> TEXT UNDER STUDY
Officers with the Hartford Police Department say they found 100 additional bags of fentanyl in the room of a 13-year-old who died after overdosing at school this month.
The seventh-grader, whose identity has not been revealed, overdosed at the Sports and Medical Sciences Academy in Hartford, Connecticut on January 13. He was taken to a local hospital, but died two days later, police said.
Police say a person of interest has been identified in the investigation. The person is believed to have a history with narcotics, and would reportedly visit the the teen’s home. However, police have not identified the man as a suspect.
“We can confidently say that the fentanyl that caused the overdose was the same fentanyl that was located in the juvenile’s bedroom,” police said Tuesday. “At this time, we have found no evidence that anyone other than the deceased juvenile brought the fentanyl to school.”
While searching to school, officers found 40 small bags of powdered fentanyl in the gymnasium and several classrooms. Two other students were exposed to the drug but have since been released from the hospital.
Investigating further, officers found an additional 100 bags of fentanyl in the teen’s bedroom. Police said the fentanyl was packaged in the same manner as the bags located at the school, had the same identifying stamp and tested at an even higher purity level, according to WTNH.

> TO DO
[1] From the article about the Hartford student's fentanyl overdose, copy word for word the passage that begins at the words "While searching to" and ends after the words "according to WTNH.".
[2] Keep writing the article about the Hartford student's fentanyl overdose, picking up after its last sentence.

> EXCERPTED RECORDS

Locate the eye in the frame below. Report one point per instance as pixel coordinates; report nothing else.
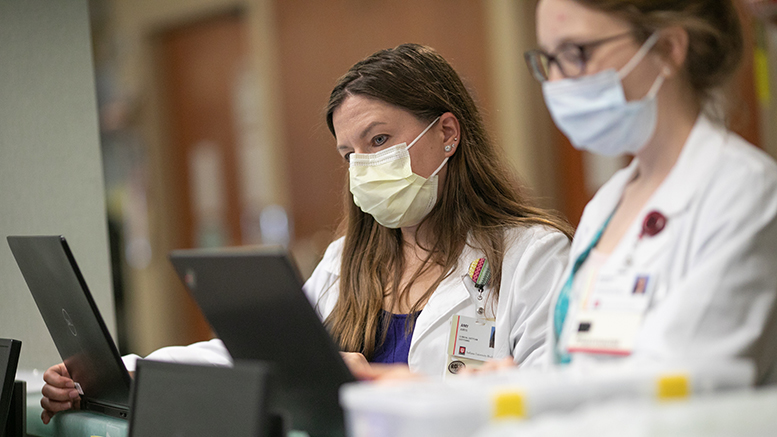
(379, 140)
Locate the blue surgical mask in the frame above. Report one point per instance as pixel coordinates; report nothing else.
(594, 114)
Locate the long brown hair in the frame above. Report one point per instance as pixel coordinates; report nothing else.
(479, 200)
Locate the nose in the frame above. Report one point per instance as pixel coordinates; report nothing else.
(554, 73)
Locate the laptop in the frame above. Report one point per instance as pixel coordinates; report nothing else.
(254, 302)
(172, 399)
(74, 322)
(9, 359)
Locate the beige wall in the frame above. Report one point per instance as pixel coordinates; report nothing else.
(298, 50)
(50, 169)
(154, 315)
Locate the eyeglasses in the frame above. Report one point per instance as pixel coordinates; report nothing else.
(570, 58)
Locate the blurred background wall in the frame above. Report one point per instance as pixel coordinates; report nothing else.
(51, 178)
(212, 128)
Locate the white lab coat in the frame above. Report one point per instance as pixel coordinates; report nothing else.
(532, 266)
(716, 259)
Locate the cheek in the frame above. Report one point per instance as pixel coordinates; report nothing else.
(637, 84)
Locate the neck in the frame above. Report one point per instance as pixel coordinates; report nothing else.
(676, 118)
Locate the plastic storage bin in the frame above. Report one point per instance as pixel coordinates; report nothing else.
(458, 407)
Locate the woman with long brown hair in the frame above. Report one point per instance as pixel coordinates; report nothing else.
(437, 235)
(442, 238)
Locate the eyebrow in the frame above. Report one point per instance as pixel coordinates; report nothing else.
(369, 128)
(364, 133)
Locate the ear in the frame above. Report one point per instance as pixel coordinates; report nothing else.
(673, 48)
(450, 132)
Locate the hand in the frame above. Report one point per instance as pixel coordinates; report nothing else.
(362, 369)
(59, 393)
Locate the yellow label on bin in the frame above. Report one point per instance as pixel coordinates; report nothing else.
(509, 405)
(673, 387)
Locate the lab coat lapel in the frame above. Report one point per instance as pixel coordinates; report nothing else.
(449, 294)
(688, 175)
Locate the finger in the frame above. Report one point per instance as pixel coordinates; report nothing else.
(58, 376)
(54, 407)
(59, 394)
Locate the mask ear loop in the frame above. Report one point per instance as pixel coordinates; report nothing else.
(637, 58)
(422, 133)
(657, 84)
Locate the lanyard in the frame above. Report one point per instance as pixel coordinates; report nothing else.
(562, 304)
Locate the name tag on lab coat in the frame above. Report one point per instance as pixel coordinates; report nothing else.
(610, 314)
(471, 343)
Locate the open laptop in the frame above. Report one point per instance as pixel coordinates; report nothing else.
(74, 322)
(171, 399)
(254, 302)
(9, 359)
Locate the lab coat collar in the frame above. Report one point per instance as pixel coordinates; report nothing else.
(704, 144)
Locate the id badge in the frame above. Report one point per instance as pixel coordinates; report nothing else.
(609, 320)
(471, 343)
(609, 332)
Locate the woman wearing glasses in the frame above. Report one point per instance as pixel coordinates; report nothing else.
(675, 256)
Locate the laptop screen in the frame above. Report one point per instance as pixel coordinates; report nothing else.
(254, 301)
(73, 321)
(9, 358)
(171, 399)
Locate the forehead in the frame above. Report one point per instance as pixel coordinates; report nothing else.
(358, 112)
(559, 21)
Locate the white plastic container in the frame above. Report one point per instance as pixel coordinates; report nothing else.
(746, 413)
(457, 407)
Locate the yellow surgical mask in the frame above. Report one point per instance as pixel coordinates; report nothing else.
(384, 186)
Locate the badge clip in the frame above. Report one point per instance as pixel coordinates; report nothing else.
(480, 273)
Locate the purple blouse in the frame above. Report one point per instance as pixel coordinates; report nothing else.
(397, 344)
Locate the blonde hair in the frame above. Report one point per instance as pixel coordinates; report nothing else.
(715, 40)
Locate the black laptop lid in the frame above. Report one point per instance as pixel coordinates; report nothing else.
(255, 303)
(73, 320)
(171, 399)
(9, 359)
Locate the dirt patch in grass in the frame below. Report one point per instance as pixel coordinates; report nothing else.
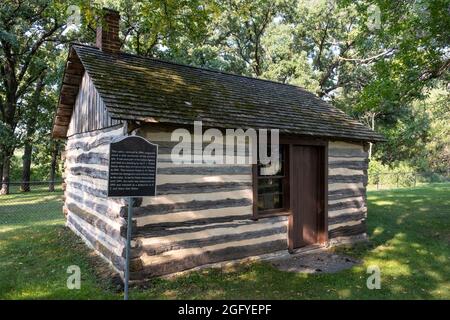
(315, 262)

> PER-TASK ANSWERS
[1]
While searching to school, officers found 40 small bags of powdered fentanyl in the gymnasium and several classrooms. Two other students were exposed to the drug but have since been released from the hospital.
Investigating further, officers found an additional 100 bags of fentanyl in the teen’s bedroom. Police said the fentanyl was packaged in the same manner as the bags located at the school, had the same identifying stamp and tested at an even higher purity level, according to WTNH.

[2]
The samples of fentanyl found at the school came back as 58 percent pure. Police say the bags found in the teen’s bedroom tested at 60 percent purity.
The investigation into how the teen came into possession of the drug is still open. Police say the teen’s mother has been fully cooperative during the investigation. They added that there is no evidence at this time supporting the mother having any prior knowledge of her son’s possession of the drug.
Nearly 92,000 people in the U.S. died from a drug-involved overdose in 2020, including illicit drugs and prescription opioids, according to the National Institute on Drug Abuse (NIDA).
Synthetic opioids, including fentanyl, are now the most common drugs involved in overdose deaths in the U.S. In 2017, 59 percent of opioid-related deaths involved fentanyl compared to 14.3 percent in 2010, according to NIDA data.
Most overdoses do not involve prescription fentanyl but illegally made fentanyl mixed with other opioids like heroin—with or without the users’ knowledge, the CDC says.